***** TEXT EXTRACT
Julia language: In order to use COBREXA, you need to install Julia 1.0 or higher. Download and follow the installation instructions for Julia here.
Hardware requirements: COBREXA runs on any hardware that can run Julia, and can easily use resources from multiple computers interconnected on a network. For processing large datasets, you are required to ensure that the total amount of available RAM on all involved computers is larger than the data size.
Optimization solvers: COBREXA uses JuMP.jl to formulate optimization problems and is compatible with all JuMP supported solvers. However, to perform analysis at least one of these solvers needs to be installed on your machine. For a pure Julia implementation, you may use e.g. Tulip.jl, but other solvers (GLPK, Gurobi, ...) work just as well.

💡 If you are new to Julia, it is advisable to familiarize yourself with the environment first. Use the Julia documentation to solve various language-related issues, and the Julia package manager docs to solve installation-related difficulties. Of course, the Julia channel is another fast and easy way to find answers to Julia specific questions.
**********
***** EXTRACTED DATA
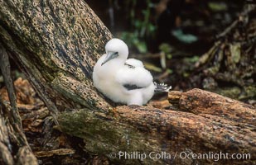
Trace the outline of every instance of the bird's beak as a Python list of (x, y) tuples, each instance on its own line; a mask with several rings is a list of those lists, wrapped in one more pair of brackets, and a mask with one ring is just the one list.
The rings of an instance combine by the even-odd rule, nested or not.
[(111, 59), (114, 59), (114, 58), (117, 58), (118, 56), (118, 52), (109, 52), (107, 54), (106, 59), (101, 64), (101, 66), (106, 64), (108, 61), (110, 61)]

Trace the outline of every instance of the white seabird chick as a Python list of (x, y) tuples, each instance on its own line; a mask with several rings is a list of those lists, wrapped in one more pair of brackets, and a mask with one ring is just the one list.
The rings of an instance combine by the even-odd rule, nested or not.
[(128, 48), (119, 39), (110, 40), (93, 73), (94, 87), (114, 102), (145, 105), (155, 91), (167, 92), (170, 87), (153, 82), (142, 62), (128, 59)]

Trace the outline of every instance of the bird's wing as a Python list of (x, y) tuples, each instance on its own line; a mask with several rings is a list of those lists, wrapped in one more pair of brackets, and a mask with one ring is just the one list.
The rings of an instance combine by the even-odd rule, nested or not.
[(116, 80), (128, 90), (148, 87), (152, 82), (152, 76), (142, 67), (123, 67), (116, 74)]

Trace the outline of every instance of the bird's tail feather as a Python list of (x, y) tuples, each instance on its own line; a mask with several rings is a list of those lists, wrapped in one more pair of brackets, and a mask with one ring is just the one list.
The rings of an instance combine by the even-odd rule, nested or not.
[(167, 84), (165, 83), (157, 83), (154, 82), (154, 84), (156, 86), (155, 92), (168, 92), (169, 90), (171, 89), (171, 86), (167, 86)]

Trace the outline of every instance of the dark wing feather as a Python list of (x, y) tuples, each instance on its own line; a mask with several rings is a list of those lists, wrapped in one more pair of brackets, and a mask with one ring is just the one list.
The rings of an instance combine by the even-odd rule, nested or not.
[(124, 84), (123, 86), (128, 91), (142, 88), (142, 87), (138, 87), (137, 85), (133, 84)]

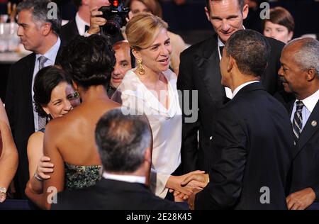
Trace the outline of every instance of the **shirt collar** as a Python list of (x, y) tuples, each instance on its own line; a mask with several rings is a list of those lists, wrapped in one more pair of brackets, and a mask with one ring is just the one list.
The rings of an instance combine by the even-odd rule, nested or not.
[[(50, 60), (53, 64), (55, 62), (55, 58), (57, 57), (57, 52), (59, 51), (60, 45), (61, 45), (61, 40), (57, 38), (57, 40), (55, 44), (52, 46), (48, 51), (43, 55), (44, 57)], [(35, 55), (35, 60), (37, 60), (42, 55)]]
[(237, 86), (236, 89), (235, 89), (234, 91), (233, 92), (233, 96), (232, 99), (233, 99), (235, 97), (235, 96), (239, 92), (239, 91), (240, 89), (242, 89), (242, 88), (244, 88), (245, 86), (249, 85), (250, 84), (254, 83), (254, 82), (259, 82), (259, 81), (250, 81), (250, 82), (245, 82), (244, 84), (242, 84), (240, 86)]
[(138, 183), (145, 184), (146, 178), (145, 177), (140, 176), (132, 176), (132, 175), (119, 175), (114, 174), (109, 174), (106, 172), (103, 172), (102, 177), (104, 179), (113, 179), (120, 181), (125, 181), (130, 183)]
[[(317, 102), (318, 100), (319, 100), (319, 89), (317, 90), (317, 91), (315, 92), (311, 96), (309, 96), (307, 98), (305, 98), (304, 99), (301, 100), (301, 101), (302, 101), (303, 103), (303, 105), (305, 105), (305, 106), (310, 111), (310, 113), (311, 113), (311, 112), (313, 112), (313, 108), (315, 108), (315, 104), (317, 104)], [(296, 99), (295, 101), (295, 105), (296, 105), (296, 102), (297, 101), (298, 101), (298, 99)]]
[(75, 23), (77, 23), (77, 30), (79, 31), (79, 34), (80, 35), (84, 35), (85, 33), (85, 26), (90, 26), (90, 23), (84, 21), (79, 15), (79, 13), (77, 13), (75, 16)]
[[(242, 26), (242, 29), (245, 30), (244, 26)], [(218, 48), (219, 48), (219, 47), (225, 46), (225, 44), (221, 41), (221, 40), (220, 40), (220, 38), (219, 38), (218, 35), (217, 35), (217, 45), (218, 45)]]

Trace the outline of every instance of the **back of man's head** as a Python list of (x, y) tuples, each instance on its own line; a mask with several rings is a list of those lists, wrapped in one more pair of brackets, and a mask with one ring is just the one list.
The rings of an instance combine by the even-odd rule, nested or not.
[(148, 122), (143, 116), (123, 115), (121, 109), (104, 114), (99, 121), (95, 139), (106, 172), (132, 173), (145, 161), (151, 142)]
[(290, 49), (289, 54), (302, 70), (313, 68), (319, 76), (319, 41), (311, 38), (296, 38), (289, 42), (283, 50)]
[[(206, 7), (209, 12), (211, 12), (211, 1), (223, 1), (224, 0), (206, 0)], [(228, 1), (233, 1), (233, 0), (228, 0)], [(242, 10), (242, 8), (244, 8), (245, 5), (245, 0), (236, 0), (238, 2), (238, 6), (240, 6), (240, 11)]]
[(234, 33), (225, 45), (233, 57), (239, 71), (245, 74), (260, 77), (266, 69), (270, 57), (270, 45), (259, 33), (240, 30)]
[(62, 18), (57, 5), (50, 0), (26, 0), (18, 5), (18, 13), (23, 10), (30, 10), (35, 23), (50, 23), (51, 29), (57, 35), (61, 28)]

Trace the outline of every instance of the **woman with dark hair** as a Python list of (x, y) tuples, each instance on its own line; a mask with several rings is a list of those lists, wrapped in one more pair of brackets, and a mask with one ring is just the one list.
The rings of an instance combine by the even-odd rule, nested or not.
[(270, 9), (269, 19), (262, 22), (264, 35), (287, 43), (293, 36), (295, 22), (291, 14), (278, 6)]
[[(48, 66), (38, 72), (33, 92), (35, 109), (47, 121), (62, 117), (79, 104), (72, 80), (57, 67)], [(30, 180), (26, 187), (38, 194), (43, 191), (43, 180), (49, 179), (48, 173), (53, 172), (50, 158), (43, 156), (44, 132), (43, 128), (30, 136), (27, 147)]]
[(60, 62), (71, 75), (82, 103), (45, 128), (44, 155), (51, 159), (54, 171), (44, 181), (43, 194), (29, 191), (27, 195), (46, 209), (50, 208), (57, 192), (91, 186), (101, 179), (95, 127), (103, 114), (120, 106), (106, 94), (115, 64), (114, 52), (106, 39), (99, 35), (78, 36), (63, 49)]

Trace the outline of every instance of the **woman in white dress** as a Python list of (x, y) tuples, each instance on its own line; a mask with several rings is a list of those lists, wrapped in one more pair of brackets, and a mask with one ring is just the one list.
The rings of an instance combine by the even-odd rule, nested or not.
[(125, 33), (137, 68), (127, 72), (113, 99), (122, 103), (123, 113), (147, 116), (153, 136), (151, 189), (162, 198), (172, 189), (175, 196), (180, 193), (178, 198), (186, 199), (201, 183), (181, 187), (180, 183), (191, 173), (178, 176), (181, 111), (177, 77), (169, 69), (172, 46), (167, 24), (150, 13), (138, 13), (128, 22)]

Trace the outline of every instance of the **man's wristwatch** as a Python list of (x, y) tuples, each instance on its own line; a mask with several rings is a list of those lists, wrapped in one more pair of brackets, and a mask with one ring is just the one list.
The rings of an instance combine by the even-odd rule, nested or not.
[(0, 187), (0, 194), (6, 194), (6, 188)]

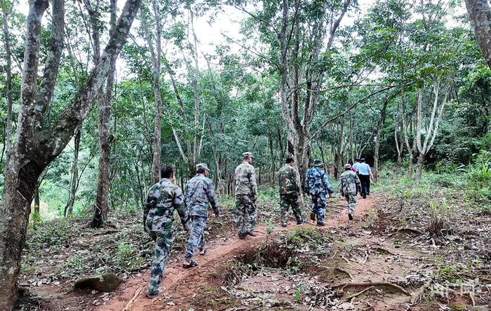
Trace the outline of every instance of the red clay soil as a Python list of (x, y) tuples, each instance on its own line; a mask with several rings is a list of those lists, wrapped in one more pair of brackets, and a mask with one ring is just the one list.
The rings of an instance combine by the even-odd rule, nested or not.
[[(347, 202), (339, 197), (328, 200), (328, 209), (330, 206), (347, 205), (346, 208), (334, 212), (325, 220), (327, 225), (321, 228), (328, 230), (342, 226), (349, 221), (347, 216)], [(356, 223), (366, 215), (370, 209), (375, 209), (376, 200), (373, 196), (367, 199), (358, 200), (356, 207), (355, 221)], [(329, 212), (328, 212), (328, 214)], [(275, 233), (285, 232), (295, 229), (295, 226), (290, 223), (285, 228), (277, 225)], [(257, 236), (247, 236), (243, 240), (238, 238), (236, 235), (231, 233), (228, 238), (219, 240), (210, 240), (209, 248), (204, 256), (196, 256), (194, 258), (199, 266), (185, 270), (182, 268), (182, 256), (176, 262), (169, 263), (161, 286), (165, 289), (156, 298), (151, 300), (145, 296), (145, 290), (148, 284), (149, 271), (147, 271), (142, 277), (128, 280), (121, 285), (116, 295), (109, 301), (97, 307), (97, 310), (121, 311), (121, 310), (178, 310), (194, 305), (194, 298), (197, 291), (210, 284), (210, 275), (218, 268), (227, 266), (227, 262), (234, 257), (238, 257), (250, 251), (266, 239), (266, 226), (257, 226)]]

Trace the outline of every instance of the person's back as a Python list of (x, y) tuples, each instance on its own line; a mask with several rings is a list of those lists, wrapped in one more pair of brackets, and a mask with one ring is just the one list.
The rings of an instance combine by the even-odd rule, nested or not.
[[(313, 195), (325, 194), (330, 192), (330, 184), (323, 170), (319, 167), (312, 167), (307, 173), (309, 193)], [(326, 184), (326, 180), (327, 184)]]
[(353, 172), (354, 172), (355, 173), (357, 173), (358, 167), (358, 165), (360, 165), (360, 163), (358, 162), (358, 160), (359, 160), (358, 159), (356, 159), (356, 162), (355, 162), (354, 163), (353, 163), (353, 167), (352, 167), (352, 169), (351, 169), (351, 170), (352, 170)]
[(145, 226), (149, 231), (163, 231), (172, 227), (174, 210), (184, 209), (182, 191), (163, 178), (150, 188), (144, 203)]
[(351, 170), (344, 171), (339, 176), (339, 189), (342, 193), (356, 193), (359, 189), (359, 180), (357, 182), (358, 177), (354, 172)]
[(255, 177), (254, 167), (247, 162), (243, 162), (235, 169), (235, 195), (255, 195)]
[(368, 165), (365, 163), (359, 163), (356, 166), (356, 170), (358, 171), (358, 174), (361, 175), (370, 175), (370, 172), (371, 171), (371, 169), (370, 168), (370, 165)]
[(296, 169), (287, 164), (280, 169), (278, 186), (280, 194), (292, 194), (300, 191), (300, 181)]
[(186, 184), (186, 205), (190, 216), (208, 216), (208, 204), (214, 210), (218, 208), (213, 183), (202, 174), (198, 174)]

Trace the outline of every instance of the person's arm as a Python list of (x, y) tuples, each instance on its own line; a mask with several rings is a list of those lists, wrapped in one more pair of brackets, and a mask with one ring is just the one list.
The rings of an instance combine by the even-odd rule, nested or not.
[(342, 179), (339, 179), (339, 193), (341, 193), (341, 196), (344, 197), (344, 192), (343, 191), (343, 180)]
[(177, 210), (182, 226), (187, 231), (191, 230), (191, 217), (184, 203), (184, 195), (180, 188), (177, 187), (174, 196), (174, 208)]
[(250, 186), (252, 187), (253, 195), (254, 195), (254, 200), (257, 200), (257, 184), (256, 184), (256, 173), (254, 172), (254, 167), (251, 165), (250, 167), (250, 172), (249, 173), (249, 182), (250, 183)]
[(355, 175), (355, 184), (356, 184), (356, 194), (361, 193), (361, 182), (358, 175)]
[(147, 217), (148, 217), (148, 213), (150, 212), (150, 209), (155, 207), (156, 203), (156, 199), (153, 195), (154, 190), (150, 188), (148, 193), (147, 194), (147, 198), (145, 198), (145, 202), (143, 203), (143, 228), (145, 231), (148, 232), (147, 228)]
[(186, 188), (184, 188), (184, 198), (186, 206), (189, 205), (189, 199), (191, 198), (191, 195), (189, 194), (189, 181), (186, 183)]
[(373, 178), (373, 174), (372, 174), (372, 169), (370, 167), (370, 165), (368, 165), (368, 164), (367, 164), (367, 165), (368, 166), (368, 174), (370, 174), (370, 178), (372, 179), (372, 181), (375, 180)]
[(328, 191), (328, 193), (329, 193), (329, 197), (332, 198), (332, 193), (334, 193), (334, 190), (332, 190), (332, 186), (329, 182), (329, 177), (328, 177), (328, 173), (326, 173), (325, 172), (323, 172), (323, 174), (322, 177), (322, 182), (323, 184), (324, 184), (324, 187)]
[(293, 174), (293, 181), (295, 181), (295, 186), (297, 188), (297, 193), (300, 193), (300, 190), (302, 188), (300, 173), (298, 172), (298, 170), (295, 167), (292, 167), (292, 172)]
[(217, 195), (215, 193), (213, 182), (210, 180), (206, 186), (206, 195), (208, 197), (208, 201), (210, 201), (210, 204), (213, 209), (215, 214), (218, 216), (220, 214), (220, 207), (218, 203), (218, 200), (217, 200)]

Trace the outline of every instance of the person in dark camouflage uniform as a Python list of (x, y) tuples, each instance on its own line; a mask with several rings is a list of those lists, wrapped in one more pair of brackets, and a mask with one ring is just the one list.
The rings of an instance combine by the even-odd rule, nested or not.
[(324, 226), (325, 195), (329, 194), (329, 198), (332, 198), (332, 194), (334, 193), (323, 167), (324, 163), (316, 159), (314, 161), (314, 167), (307, 172), (307, 191), (312, 198), (312, 212), (310, 218), (312, 221), (316, 218), (318, 226)]
[(161, 179), (150, 188), (143, 207), (145, 231), (155, 240), (155, 255), (150, 272), (147, 296), (152, 298), (161, 291), (159, 288), (167, 260), (172, 249), (172, 226), (177, 210), (184, 229), (191, 230), (189, 215), (184, 205), (182, 191), (173, 184), (174, 168), (166, 165), (161, 169)]
[(348, 218), (353, 220), (356, 206), (356, 194), (361, 191), (361, 184), (356, 174), (351, 170), (351, 165), (344, 165), (344, 172), (339, 177), (339, 192), (348, 201)]
[(290, 206), (297, 220), (297, 224), (301, 225), (304, 223), (302, 210), (298, 203), (298, 197), (300, 194), (300, 175), (294, 165), (293, 158), (287, 158), (285, 162), (286, 164), (278, 172), (282, 227), (287, 226), (288, 209)]
[(242, 153), (243, 162), (235, 169), (235, 207), (236, 223), (238, 229), (238, 237), (243, 239), (246, 235), (253, 237), (253, 231), (256, 223), (257, 211), (257, 185), (256, 174), (252, 165), (254, 157), (250, 152)]
[(220, 214), (220, 205), (215, 194), (213, 182), (208, 178), (210, 172), (208, 166), (205, 163), (199, 163), (196, 165), (196, 175), (186, 184), (186, 205), (191, 216), (192, 228), (182, 265), (184, 269), (198, 265), (191, 260), (196, 248), (199, 247), (200, 254), (205, 254), (203, 231), (208, 218), (208, 204), (211, 205), (216, 216)]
**********
WHAT YOU NEED TO DO
Please list every optimization solver that the COBREXA requirements text above names.

REPLY
Tulip.jl, GLPK, Gurobi